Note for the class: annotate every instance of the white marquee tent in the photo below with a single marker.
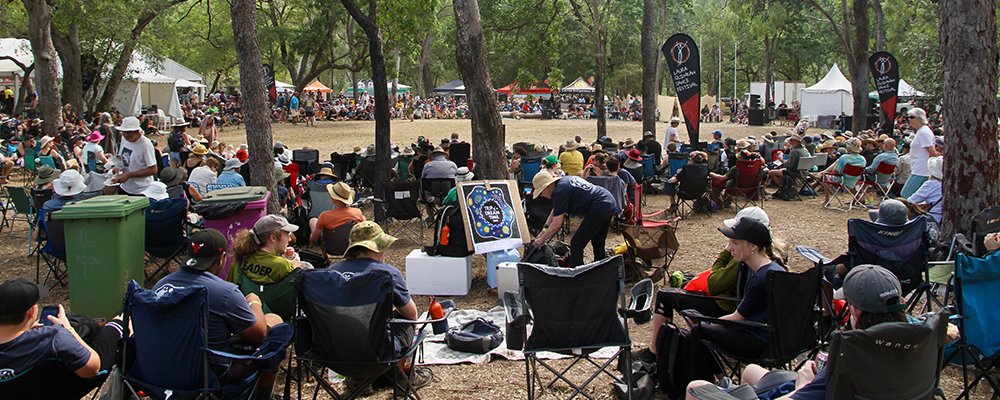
(829, 96)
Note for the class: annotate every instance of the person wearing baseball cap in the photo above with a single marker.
(342, 197)
(138, 159)
(231, 315)
(574, 195)
(28, 341)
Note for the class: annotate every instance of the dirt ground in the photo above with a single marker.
(796, 222)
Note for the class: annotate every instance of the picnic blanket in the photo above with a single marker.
(436, 351)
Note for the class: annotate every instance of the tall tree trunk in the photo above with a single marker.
(68, 47)
(255, 104)
(968, 54)
(46, 68)
(649, 58)
(487, 130)
(426, 75)
(369, 24)
(859, 67)
(880, 37)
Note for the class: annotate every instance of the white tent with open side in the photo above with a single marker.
(829, 96)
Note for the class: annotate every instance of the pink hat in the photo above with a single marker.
(94, 137)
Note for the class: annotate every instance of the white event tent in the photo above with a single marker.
(830, 96)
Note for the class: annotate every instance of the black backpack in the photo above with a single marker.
(176, 141)
(451, 217)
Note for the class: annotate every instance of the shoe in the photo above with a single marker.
(420, 377)
(354, 383)
(645, 355)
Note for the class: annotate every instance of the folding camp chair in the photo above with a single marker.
(400, 200)
(167, 354)
(987, 221)
(652, 240)
(749, 187)
(460, 153)
(574, 312)
(840, 190)
(791, 322)
(21, 204)
(977, 282)
(166, 241)
(335, 240)
(346, 325)
(890, 361)
(51, 251)
(319, 199)
(694, 188)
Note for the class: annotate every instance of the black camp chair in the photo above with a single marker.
(400, 200)
(574, 312)
(791, 322)
(347, 326)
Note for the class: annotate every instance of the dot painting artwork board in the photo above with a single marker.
(492, 214)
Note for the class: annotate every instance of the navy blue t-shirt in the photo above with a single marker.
(228, 310)
(39, 345)
(753, 307)
(349, 267)
(574, 195)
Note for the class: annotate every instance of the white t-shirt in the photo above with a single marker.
(136, 156)
(918, 153)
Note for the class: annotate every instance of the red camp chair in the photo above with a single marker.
(749, 184)
(839, 189)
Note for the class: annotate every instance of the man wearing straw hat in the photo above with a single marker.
(342, 213)
(138, 159)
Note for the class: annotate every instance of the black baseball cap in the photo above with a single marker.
(750, 230)
(206, 248)
(20, 294)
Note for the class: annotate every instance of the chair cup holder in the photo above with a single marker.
(642, 301)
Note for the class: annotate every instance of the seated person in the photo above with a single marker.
(874, 297)
(929, 196)
(26, 342)
(719, 281)
(230, 314)
(833, 174)
(750, 243)
(342, 213)
(366, 252)
(463, 175)
(263, 253)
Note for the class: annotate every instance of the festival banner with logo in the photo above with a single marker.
(885, 71)
(493, 217)
(685, 69)
(272, 89)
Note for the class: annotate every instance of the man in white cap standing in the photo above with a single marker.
(138, 159)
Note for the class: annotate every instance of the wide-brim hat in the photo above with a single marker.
(370, 235)
(541, 181)
(45, 174)
(341, 191)
(70, 183)
(129, 124)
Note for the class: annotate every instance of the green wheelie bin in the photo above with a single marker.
(105, 245)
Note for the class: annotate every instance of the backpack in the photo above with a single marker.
(176, 141)
(672, 360)
(449, 217)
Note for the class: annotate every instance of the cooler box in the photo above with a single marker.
(256, 208)
(105, 248)
(435, 275)
(506, 278)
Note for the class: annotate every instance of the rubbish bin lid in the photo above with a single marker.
(243, 193)
(115, 206)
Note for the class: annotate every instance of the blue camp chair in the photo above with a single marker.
(977, 281)
(165, 238)
(167, 354)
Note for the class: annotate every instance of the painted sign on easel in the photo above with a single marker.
(492, 214)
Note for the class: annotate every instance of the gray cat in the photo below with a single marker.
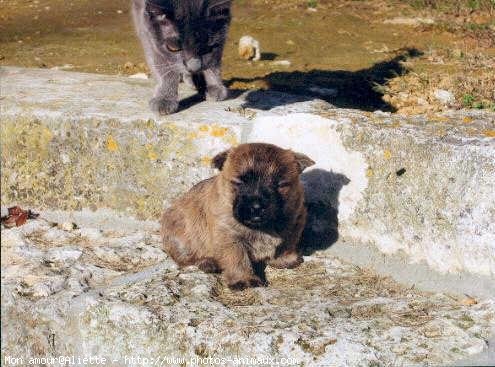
(183, 39)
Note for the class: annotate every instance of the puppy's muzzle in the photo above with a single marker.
(252, 210)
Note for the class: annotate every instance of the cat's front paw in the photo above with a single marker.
(216, 93)
(163, 106)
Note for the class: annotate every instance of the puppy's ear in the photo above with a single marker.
(218, 160)
(303, 161)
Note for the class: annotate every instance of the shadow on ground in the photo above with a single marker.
(362, 89)
(321, 189)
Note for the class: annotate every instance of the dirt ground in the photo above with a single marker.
(388, 55)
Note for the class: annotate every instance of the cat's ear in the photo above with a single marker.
(218, 160)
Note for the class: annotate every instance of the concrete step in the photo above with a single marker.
(409, 197)
(420, 188)
(104, 288)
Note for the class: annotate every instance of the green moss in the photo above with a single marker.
(71, 165)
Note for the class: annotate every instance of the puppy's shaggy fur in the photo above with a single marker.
(249, 215)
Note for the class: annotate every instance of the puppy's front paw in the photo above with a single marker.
(216, 93)
(286, 261)
(209, 265)
(247, 283)
(163, 106)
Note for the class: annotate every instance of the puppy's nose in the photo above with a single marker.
(256, 209)
(193, 65)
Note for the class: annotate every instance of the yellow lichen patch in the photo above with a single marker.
(151, 152)
(112, 145)
(205, 161)
(218, 131)
(439, 118)
(192, 135)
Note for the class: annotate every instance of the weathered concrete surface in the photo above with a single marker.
(104, 288)
(421, 187)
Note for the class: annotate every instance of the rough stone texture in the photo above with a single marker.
(419, 185)
(97, 291)
(419, 189)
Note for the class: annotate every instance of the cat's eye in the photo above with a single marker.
(283, 184)
(173, 47)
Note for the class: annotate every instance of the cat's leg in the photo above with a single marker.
(166, 96)
(215, 90)
(187, 78)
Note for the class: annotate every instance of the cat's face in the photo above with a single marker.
(193, 30)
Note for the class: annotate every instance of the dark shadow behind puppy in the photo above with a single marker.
(249, 215)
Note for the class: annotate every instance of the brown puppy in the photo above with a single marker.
(249, 215)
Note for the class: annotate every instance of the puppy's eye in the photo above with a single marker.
(236, 182)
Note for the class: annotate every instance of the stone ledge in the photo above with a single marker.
(420, 185)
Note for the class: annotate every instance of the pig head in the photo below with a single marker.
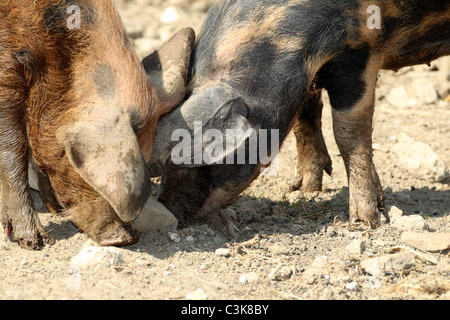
(196, 179)
(76, 103)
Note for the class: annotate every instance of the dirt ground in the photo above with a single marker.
(283, 245)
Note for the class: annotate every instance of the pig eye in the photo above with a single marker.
(76, 157)
(136, 121)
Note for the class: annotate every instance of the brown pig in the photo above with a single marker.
(76, 102)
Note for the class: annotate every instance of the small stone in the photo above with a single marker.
(97, 258)
(311, 275)
(357, 246)
(395, 213)
(352, 286)
(429, 241)
(280, 273)
(223, 252)
(400, 98)
(424, 90)
(155, 216)
(389, 264)
(410, 223)
(419, 160)
(197, 295)
(174, 236)
(170, 15)
(250, 277)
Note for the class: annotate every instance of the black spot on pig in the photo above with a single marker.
(105, 78)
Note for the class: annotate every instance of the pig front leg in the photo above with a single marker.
(17, 214)
(352, 96)
(312, 155)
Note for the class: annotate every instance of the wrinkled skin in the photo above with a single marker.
(274, 57)
(78, 105)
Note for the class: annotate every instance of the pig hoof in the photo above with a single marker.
(368, 208)
(33, 240)
(123, 237)
(310, 180)
(30, 237)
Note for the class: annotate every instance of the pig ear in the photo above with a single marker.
(168, 67)
(218, 107)
(103, 150)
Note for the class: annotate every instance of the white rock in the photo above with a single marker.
(428, 241)
(419, 160)
(352, 286)
(170, 15)
(388, 264)
(311, 275)
(424, 90)
(395, 213)
(95, 258)
(155, 216)
(410, 223)
(357, 246)
(280, 273)
(250, 277)
(223, 252)
(197, 295)
(174, 236)
(400, 98)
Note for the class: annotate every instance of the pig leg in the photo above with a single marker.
(17, 214)
(352, 98)
(312, 154)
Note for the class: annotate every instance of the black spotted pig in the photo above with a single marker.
(76, 102)
(262, 64)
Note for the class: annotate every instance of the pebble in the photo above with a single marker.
(95, 258)
(357, 246)
(250, 277)
(428, 241)
(388, 264)
(198, 294)
(223, 252)
(170, 15)
(413, 222)
(155, 216)
(352, 286)
(395, 213)
(310, 275)
(419, 159)
(280, 273)
(174, 236)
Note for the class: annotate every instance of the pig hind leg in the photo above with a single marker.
(352, 94)
(312, 155)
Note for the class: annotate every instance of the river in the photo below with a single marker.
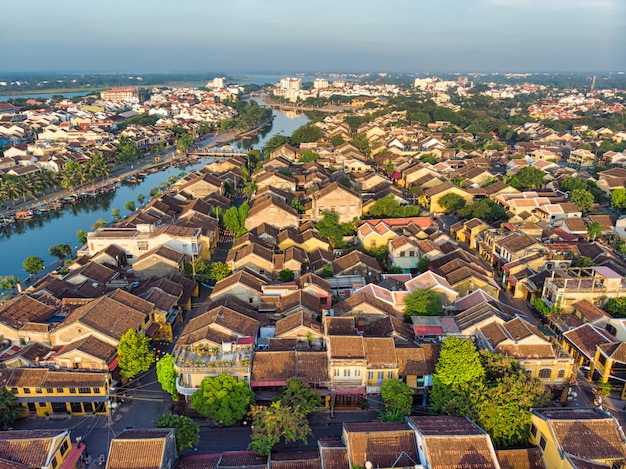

▬▬▬

▸ Work to be completed
Exactly as written, give again every line from the one containing "Note for the class: annotate every instance of the pig hind" through the last line of the material, both included, with the pictures left out.

▸ Exercise result
Note for the class: annotate every instance of the pig hind leg in the photo above with a single marker.
(352, 94)
(312, 155)
Note for the class: annotate every instance of the river in the photo below with a single marker.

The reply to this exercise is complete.